**Text section:**

####

Employers often cringe when they think about taking a case to a jury. Even if the facts are good for the company, juries are notoriously unpredictable and sometimes follow sympathies rather than legal reasoning. That, of course, is one reason why appellate review exists. A recent decision from the Eleventh Circuit provides a case study of the issue in the context of a company executive’s claim of a Family and Medical Leave Act (FMLA) violation when he was fired. Hurley v. Kent of Naples, Inc., 2014 U.S. App. LEXIS 5259 (11th Cir. March 20, 2014).
Patrick Hurley had been the CEO of Kent of Naples, a security company, for about seven years when he sent the CEO of his parent company, Gil Neuman, an email listing his “vacation schedule” of eleven weeks over the coming two years. Neuman denied the vacation request and asked to meet with Hurley. Hurley responded that his email was “not a request it was a schedule.” Hurley also wrote that “I have been advised by medical/health professionals that my need to avail myself of vacation time that I have earned is no longer optional.” Hurley closed the letter by accusing Neuman of failing to pay him an overdue bonus and privately ridiculing his ideas.

####

**Required work:** In the FMLA case passage, how long had Patrick Hurley been CEO of Kent of Naples when he emailed his vacation schedule to Gil Neuman? The rows that follow aren't needed for this.

**Material provided:**
####

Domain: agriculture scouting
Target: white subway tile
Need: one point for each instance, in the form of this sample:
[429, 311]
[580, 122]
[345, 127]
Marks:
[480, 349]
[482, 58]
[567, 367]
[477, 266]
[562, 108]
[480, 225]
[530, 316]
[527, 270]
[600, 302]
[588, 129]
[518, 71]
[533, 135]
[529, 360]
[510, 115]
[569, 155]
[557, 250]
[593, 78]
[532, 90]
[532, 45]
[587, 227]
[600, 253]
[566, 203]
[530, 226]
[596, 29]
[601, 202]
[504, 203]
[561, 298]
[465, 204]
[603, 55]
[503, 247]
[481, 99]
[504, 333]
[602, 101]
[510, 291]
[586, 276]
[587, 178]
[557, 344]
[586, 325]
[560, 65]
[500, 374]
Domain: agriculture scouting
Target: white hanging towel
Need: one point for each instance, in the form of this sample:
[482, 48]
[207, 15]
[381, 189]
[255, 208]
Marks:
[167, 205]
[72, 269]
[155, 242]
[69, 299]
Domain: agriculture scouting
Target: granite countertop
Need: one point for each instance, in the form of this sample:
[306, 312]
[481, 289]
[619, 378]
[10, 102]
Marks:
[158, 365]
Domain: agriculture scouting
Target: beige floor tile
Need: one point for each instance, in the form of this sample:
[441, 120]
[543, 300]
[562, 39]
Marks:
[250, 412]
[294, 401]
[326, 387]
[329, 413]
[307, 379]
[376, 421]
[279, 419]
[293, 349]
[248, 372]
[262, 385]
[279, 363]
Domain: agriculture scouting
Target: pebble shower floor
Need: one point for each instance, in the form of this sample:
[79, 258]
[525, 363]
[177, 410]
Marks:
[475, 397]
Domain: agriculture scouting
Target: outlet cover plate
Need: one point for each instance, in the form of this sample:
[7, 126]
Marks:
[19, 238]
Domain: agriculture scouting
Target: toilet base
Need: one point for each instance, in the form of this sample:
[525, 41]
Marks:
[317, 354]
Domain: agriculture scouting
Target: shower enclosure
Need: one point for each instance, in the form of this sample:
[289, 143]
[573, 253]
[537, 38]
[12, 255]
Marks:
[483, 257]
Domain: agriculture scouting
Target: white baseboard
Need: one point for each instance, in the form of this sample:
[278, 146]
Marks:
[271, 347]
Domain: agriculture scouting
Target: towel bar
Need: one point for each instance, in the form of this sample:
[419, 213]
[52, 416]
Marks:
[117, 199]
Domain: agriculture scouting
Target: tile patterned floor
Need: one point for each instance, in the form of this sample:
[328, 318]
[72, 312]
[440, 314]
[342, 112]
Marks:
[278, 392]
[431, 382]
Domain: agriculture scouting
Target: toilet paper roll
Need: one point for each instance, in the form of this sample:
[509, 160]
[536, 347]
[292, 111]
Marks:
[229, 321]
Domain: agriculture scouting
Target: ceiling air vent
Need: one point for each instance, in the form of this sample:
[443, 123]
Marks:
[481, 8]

####

**Expected answer:** About seven years.